# [ASSIGNMENT]
The word "crane" may appear in some lines of the data; copy every such line.

# [INPUT RECORDS]
######

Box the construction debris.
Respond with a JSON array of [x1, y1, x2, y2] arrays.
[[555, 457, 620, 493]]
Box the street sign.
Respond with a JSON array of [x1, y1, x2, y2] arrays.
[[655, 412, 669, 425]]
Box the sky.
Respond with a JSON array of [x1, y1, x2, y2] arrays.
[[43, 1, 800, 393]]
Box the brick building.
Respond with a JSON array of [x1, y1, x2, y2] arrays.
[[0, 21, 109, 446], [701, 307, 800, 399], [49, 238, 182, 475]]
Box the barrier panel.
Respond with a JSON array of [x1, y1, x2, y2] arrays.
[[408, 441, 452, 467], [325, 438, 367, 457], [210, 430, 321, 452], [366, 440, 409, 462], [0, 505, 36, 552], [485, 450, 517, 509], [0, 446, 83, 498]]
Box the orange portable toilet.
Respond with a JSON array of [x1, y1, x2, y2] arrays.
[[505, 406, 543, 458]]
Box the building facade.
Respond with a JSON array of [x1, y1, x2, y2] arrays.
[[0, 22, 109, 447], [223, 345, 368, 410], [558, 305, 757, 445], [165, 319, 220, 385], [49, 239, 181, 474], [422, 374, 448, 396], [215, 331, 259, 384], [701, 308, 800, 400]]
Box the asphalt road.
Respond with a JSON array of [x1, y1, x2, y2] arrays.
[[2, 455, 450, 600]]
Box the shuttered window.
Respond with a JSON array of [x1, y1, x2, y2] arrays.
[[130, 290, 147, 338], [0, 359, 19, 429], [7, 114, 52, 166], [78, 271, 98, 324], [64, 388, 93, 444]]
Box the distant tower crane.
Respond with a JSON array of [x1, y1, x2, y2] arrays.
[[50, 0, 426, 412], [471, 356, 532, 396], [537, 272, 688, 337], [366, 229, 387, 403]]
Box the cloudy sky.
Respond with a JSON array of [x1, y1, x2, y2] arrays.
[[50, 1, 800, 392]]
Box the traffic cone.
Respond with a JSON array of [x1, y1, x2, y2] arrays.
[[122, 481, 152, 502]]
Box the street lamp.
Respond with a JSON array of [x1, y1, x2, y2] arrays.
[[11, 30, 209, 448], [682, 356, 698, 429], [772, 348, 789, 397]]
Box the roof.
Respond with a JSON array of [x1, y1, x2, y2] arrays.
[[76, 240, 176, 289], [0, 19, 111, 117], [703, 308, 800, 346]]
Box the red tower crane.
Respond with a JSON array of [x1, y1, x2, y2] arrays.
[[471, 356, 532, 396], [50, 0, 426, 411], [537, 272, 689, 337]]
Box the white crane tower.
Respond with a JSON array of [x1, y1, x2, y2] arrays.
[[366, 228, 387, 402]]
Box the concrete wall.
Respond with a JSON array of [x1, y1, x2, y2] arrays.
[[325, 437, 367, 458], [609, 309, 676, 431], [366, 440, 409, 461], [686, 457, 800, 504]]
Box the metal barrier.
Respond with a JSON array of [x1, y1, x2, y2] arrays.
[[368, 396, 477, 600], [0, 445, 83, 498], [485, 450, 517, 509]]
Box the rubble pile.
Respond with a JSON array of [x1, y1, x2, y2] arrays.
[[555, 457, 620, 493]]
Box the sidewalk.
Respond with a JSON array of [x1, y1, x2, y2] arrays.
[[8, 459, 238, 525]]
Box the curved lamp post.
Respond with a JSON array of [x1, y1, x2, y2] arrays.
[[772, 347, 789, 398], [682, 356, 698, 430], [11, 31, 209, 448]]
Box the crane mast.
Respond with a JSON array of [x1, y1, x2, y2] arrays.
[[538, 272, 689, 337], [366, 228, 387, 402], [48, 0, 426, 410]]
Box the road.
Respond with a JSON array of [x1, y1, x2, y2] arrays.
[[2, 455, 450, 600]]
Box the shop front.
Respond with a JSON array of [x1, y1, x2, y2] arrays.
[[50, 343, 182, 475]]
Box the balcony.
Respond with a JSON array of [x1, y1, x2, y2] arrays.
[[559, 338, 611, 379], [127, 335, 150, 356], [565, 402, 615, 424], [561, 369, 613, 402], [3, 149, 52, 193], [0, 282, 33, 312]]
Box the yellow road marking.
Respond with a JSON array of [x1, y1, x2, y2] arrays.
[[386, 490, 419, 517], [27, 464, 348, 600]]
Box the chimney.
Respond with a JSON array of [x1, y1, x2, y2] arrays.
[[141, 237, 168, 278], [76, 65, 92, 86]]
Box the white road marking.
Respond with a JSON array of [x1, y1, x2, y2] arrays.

######

# [ANSWER FOR THE TASK]
Box the distant tower crane.
Box the red tower crane.
Box the white crane tower.
Box the crane mast.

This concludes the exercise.